A Hat in Time

Review: A Hat in Time

It’s time for the last review of 2017, and I can’t think of a better way to end it than with a dash of pure platforming and adventuring joy. This is A Hat in Time.

Genre(s): Adventure, Platforming

Developer: Gears for Breakfast

Publisher: Gears for Breakfast

Release Date: October 2017

Played Full story

Platforms: PC, PS4, XBOX One

Purchase At: SteamPS Store, XBOX One Store

Good:

  • Many hats.

  • Rifts.

  • Thoroughly over the top.

Bad:

  • Weak ending.

Review

When I first launched A Hat in Time I did so blindly. I had seen the game’s title card on my Steam list and on the Playstation Store but hadn’t bothered checking what it was about. When I received the PS4 review code and launched the game, it was a profoundly pleasant surprise to see that it was a platforming adventure in the same style as Super Mario Galaxy, where you travel from one hub ship to several worlds to collect some powerful McGuffin, in this case timepieces that not only power your ship but can have disastrous effects on the timestream.

In A Hat in Time you play as the Hat Kid, an adorable girl with a snazzy top hat, travelling through time and space on her way home. Sadly, for Hat Kid, her trip takes her across Mafia Town. A burly Mafioso in outer space knocks on her window and demands payment of the local toll, his logic that being in space doesn’t mean she can skip paying up.

A Hat in Time - The Ship
Snazzy ship for a snazzy hat kid!

Hat Kid, of course, feels disinclined to acquiesce to his request, which prompts the Mafioso to literally crack open the spaceship’s windshield, causing immediate depressurisation, throwing Hat Kid to Mafia Town below her and busting her Timepiece vault open, spreading the hourglass-shaped thingamajigs around space.

If the above description sounds ludicrous in any way, it’s by far the most sensible aspect of A Hat in Time, a game that not only doesn’t take itself seriously but seems to try to redefine “over the top” with every new level, from a haunted wood where a dark spirit takes your souls until you complete tasks for him—which also nets you a few timepieces—to even a movie and record studio with competing bird directors, one an owl and the other a funky penguin.

A Hat in Time - Contractual Obligations
Love these art pieces. Also, Contractual Obligations are only slightly creepy

And that’s without mentioning the main villain of the story, the powerful and vindictive Moustache Girl, hell bent on bringing order and law, even if it means destroying time and space in the process. You meet this lovable scamp in Mafia Town, her home. She’s been fighting the local Mafiosi all her life and has some, well, cruel ideas on what to do with them. When she discovers what timepieces can do and learns that Hat Kid has no intention on using them save as fuel for the ship, she decides she’ll take them herself and “save the universe.”

Speaking of the story, I really liked the idea of having a main villain with good intentions but bad methods. It reminded me of a D&D book I adore called The Book of Exalted Deeds, which deals with just how bad the good guys can be when they become extremists. And extremist is a word that fits Moustache Girl perfectly. A Hat In Time’s story sees you working against the worlds’ villains only to see them killed or brought so low by Moustache Girl that they turn to you to save them.

(Part of a data file)
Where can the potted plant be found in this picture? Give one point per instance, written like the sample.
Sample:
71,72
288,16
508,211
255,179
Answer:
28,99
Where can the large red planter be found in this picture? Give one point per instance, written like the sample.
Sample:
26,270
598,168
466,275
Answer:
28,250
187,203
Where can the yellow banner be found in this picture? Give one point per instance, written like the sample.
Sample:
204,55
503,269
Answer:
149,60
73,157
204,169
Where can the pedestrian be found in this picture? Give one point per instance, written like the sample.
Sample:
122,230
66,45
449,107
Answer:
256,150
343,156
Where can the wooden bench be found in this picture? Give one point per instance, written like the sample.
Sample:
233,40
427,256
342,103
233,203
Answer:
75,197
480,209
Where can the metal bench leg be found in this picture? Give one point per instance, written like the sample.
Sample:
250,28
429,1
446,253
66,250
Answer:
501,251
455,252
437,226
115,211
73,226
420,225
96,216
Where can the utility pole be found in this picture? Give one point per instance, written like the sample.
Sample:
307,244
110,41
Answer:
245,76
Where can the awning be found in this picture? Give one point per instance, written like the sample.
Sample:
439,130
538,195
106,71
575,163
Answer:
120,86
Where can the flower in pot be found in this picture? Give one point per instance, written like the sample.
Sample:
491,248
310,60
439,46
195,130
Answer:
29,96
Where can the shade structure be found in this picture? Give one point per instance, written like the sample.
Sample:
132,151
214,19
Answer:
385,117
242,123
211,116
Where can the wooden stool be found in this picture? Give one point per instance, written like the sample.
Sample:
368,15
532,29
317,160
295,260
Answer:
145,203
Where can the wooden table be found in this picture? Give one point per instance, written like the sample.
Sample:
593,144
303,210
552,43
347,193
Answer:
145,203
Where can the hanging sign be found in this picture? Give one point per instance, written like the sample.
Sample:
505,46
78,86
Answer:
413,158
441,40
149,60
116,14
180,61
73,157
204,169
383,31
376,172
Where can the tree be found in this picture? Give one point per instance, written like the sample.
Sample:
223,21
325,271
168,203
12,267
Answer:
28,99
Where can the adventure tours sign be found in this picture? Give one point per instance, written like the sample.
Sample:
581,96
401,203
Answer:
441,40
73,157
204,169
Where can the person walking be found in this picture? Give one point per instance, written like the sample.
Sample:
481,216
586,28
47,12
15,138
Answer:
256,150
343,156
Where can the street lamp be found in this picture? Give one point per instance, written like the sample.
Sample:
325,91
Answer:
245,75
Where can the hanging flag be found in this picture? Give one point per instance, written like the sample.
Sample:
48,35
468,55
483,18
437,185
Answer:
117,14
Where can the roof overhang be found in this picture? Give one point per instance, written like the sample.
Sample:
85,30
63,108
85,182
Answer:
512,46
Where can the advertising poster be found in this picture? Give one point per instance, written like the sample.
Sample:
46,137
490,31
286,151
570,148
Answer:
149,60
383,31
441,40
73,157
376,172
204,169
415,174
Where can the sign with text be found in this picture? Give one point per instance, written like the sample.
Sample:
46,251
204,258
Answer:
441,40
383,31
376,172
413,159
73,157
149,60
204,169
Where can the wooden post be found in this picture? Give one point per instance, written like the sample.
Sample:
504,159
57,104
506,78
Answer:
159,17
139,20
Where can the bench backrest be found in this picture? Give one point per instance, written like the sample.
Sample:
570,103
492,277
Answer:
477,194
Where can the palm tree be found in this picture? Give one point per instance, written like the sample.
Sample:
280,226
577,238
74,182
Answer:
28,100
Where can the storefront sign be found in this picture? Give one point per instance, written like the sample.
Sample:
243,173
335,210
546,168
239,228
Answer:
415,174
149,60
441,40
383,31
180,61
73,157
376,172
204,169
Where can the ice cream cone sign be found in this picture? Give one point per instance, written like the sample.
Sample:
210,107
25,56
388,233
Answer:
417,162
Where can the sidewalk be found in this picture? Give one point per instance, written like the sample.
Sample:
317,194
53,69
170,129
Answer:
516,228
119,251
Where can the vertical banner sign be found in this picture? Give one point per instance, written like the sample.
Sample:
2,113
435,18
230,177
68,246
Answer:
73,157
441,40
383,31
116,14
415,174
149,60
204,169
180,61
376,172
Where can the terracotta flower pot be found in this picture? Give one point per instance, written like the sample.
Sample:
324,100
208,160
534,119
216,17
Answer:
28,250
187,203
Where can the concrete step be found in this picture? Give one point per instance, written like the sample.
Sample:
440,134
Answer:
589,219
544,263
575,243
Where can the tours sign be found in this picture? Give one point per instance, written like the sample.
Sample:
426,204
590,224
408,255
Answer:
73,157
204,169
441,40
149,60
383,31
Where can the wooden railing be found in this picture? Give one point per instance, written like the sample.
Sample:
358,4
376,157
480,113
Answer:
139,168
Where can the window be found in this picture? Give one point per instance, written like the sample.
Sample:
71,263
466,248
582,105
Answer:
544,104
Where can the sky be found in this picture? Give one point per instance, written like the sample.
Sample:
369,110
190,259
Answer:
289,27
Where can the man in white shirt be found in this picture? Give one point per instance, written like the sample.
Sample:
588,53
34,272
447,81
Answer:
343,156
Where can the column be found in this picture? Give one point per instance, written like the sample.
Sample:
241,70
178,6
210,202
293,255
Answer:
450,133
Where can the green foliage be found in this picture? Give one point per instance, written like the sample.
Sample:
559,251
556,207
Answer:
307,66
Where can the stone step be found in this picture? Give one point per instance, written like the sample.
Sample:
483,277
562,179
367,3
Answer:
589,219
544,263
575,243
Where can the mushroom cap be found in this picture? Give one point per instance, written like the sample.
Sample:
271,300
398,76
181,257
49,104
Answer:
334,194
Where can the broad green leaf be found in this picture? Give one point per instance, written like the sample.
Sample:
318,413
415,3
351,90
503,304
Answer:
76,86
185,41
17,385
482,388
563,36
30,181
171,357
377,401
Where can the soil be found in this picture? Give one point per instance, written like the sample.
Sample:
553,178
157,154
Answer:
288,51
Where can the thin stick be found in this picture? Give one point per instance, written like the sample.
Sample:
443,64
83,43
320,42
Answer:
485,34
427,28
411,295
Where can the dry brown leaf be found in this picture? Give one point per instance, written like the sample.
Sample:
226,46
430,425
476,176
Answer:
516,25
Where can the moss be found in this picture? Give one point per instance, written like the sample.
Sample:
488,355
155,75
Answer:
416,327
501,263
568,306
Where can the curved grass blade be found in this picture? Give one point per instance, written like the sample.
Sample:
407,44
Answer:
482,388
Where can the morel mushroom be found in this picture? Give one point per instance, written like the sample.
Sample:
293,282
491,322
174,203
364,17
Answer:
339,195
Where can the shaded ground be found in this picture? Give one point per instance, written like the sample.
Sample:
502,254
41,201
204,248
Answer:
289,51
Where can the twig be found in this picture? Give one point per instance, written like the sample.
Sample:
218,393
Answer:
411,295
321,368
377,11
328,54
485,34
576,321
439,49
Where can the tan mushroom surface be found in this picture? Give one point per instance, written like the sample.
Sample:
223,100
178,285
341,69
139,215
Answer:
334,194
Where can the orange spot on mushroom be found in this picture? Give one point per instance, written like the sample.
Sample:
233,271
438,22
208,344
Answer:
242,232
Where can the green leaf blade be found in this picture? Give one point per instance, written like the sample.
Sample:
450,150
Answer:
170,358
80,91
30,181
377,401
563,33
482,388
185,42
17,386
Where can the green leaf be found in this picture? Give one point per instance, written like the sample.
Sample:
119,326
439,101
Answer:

◆ WHAT THE TASK REQUIRES:
Pick up the A Hat in Time review where it stops and keep writing it. This material has no connection to the A Hat in Time review.

◆ TASK RESULT:
A Hat in Time - Moustache Girl
The main baddie, Moustache Girl!

Early on, as an example, when Moustache Girl is kicking her vengeance into gear, she turns Mafia Town into a lava-covered hellhole. The moment you arrive, instead of attacking you, the Mafiosi beg you to help them save their beloved town and their lives from the outpour of magma.

The only problem I have with the story is how weak the ending is. The entire story works on the concepts of intent and the consequences of one’s actions, with Moustache Girl becoming something of an agent of vengeance. But then the finale pulls a Saturday morning cartoon moment of restoring everything and reviving everyone who died, completely negating any development brought by the plot.

In terms of gameplay, as I said before, it’s very similar to Super Mario Galaxy, where from your hub you pick a scenario in a world and go through it to recover a timepiece. These often involve complicated platforming sections, some degree of exploration and fighting mooks. Very few of them have actual boss fights. When you do have boss encounters, they’re creative yet lacking in challenge.

Hats are where Hat Kid gets her powers and name from. You craft your hats by collecting balls of yarn of different types, each tied to a specific hat but also adding to your yarn total, meaning that once you create a hat, you can use the excess yarn of one type to create another. And hats are a blast, sometimes literally so, giving you fun abilities, from pointing towards your current objective to creating Molotov cocktails. Finding yarn is your main motivation behind exploring each of the levels.

A Hat in Time - Mafia Town Beach
Mafiosi chilling in the beach!

Much like Super Mario Galaxy’s shooting stars or comets passing through the galaxies, A Hat in Time gives you time rifts, which appear on the different worlds. What I love about them is that when selecting a rift, you only get a photo of where it is in the world, leaving it up to you to explore and find them. Some are very easy to find while others will have you looking in every corner of the map. Once you “collect” them though, the rifts will warp you to a different place, usually a harder and very fun platforming challenge, with a new timepiece waiting at the end.

A Hat in Time looks beautiful, from the colourful star ship to the many worlds you explore. Mafia Town is a coastal Italian town, with pools, ponds and the open seas. The recording studio is full of glitz and glamour and dark shadows with lots of security guards, scanners and alarms. The Dark woods are exactly that, straight out of a nightmare, with dark flames, deep shadows and demos stalking the dark.

A Hat in Time - Showtime
It’s showtime!

Each world is instantly recognisable and memorable and the same can be said of our protagonist. Hat Kid is incredibly expressive and between her wide-eyed interactions and grins, she kinda reminded me of Toon Link from The Legend of Zelda: The Wind Waker. Though having said that, her personality comes through the most on the level specific artwork you see during loading screens. These are amazing!

Something that surprised me was how much voice acting there is in A Hat in Time. I’d go so far as to say it’s almost entirely fully performed. Voice acting is pretty damn good, with Moustache Girl being the best of them. Music is fantastic, ranging from your adventuring themes to whimsical light-hearted tunes that perfectly match the lovable protagonist.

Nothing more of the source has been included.